A 14-time All-Star, Rodriguez is hitting .204 this season with nine home runs and 29 RBIs in 216 at-bats. His worsening slide finally landed him on the bench for most of the past month, with the designated hitter getting only one start and seven at-bats in 14 games since July 22.
He wasn't in the starting lineup Sunday against the Indians.
With his teammates in attendance at a packed news conference, Rodriguez said he was thankful he'd get a few more at-bats in front of family and friends.
"We all want to keep playing forever," Rodriguez said. "But it doesn't work that way."
New York manager Joe Girardi said he'd talk to Rodriguez about possibly playing this week in Boston before the team returns home.
"He's earned the right for us to sit down and have a conversation," Mr. Girardi said, later adding: "If he wants to play in every game, I'll find a way."
When the fourth-place Yankees (55-55) traded veterans Aroldis Chapman, Andrew Miller, Carlos Beltran and Ivan Nova leading up to last Monday's trade deadline, they made it clear they were turning toward a youth movement.
Rodriguez trails only Barry Bonds (762), Hank Aaron (755) and Babe Ruth (714) on the career home run list.
Rodriguez has a $20 million salary this year and is owed $20 million more in 2017, the final season of a $275 million contract that was the largest in baseball when he signed it.
"After spending several days discussing this plan with Alex, I am pleased that he will remain a part of our organization moving forward and transition into a role in which I know he can flourish," Mr. Steinbrenner said in a statement.
On Friday, the Yankees called a news conference with 36-year-old first baseman Mark Teixeira, who announced he will retire at the end of the season.
Rodriguez helped the Yankees win the 2009 World Series but had been in repeated controversy since he arrived ahead of the 2004 season in a trade with Texas.
He won his second and third AL MVP awards with the Yankees but has been a pariah for some since his 2009 admission he used performance-enhancing drugs while with Texas earlier in his career.
Starting in 2008, Rodriguez made six trips to the disabled list in six seasons for a strained right quadriceps (2008), right hip surgery (2009), a strained left calf (2010), right knee surgery (2011), a broken left hand (2012) and left hip surgery (2013).

**Data for review**
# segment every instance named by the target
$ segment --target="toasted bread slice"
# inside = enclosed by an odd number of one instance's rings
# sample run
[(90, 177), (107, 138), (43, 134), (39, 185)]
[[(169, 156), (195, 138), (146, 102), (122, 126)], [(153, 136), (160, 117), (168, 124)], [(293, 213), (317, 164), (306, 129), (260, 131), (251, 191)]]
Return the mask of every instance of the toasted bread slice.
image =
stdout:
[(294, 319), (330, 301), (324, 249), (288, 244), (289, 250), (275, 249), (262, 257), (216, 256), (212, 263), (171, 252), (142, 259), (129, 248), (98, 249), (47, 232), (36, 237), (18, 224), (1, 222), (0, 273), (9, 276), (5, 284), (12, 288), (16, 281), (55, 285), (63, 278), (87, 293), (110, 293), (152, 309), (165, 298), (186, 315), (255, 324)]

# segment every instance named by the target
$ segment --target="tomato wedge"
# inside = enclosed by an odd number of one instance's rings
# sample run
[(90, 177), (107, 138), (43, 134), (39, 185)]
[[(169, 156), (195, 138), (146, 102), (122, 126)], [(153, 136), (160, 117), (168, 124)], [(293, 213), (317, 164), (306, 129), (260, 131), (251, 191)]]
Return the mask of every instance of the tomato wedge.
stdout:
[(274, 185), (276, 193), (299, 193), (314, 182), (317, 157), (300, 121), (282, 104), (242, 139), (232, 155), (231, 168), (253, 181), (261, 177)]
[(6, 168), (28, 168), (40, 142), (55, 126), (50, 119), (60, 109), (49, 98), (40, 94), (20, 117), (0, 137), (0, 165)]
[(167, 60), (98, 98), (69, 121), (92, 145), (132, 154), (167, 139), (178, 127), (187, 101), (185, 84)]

**Required action**
Translate this sentence from the baseball article into Spanish: "Rodriguez trails only Barry Bonds (762), Hank Aaron (755) and Babe Ruth (714) on the career home run list." The entries are separate material with no connection to the baseball article.

**Answer**
Rodriguez solo está por detrás de Barry Bonds (762), Hank Aaron (755) y Babe Ruth (714) en la lista de jonrones de toda la carrera.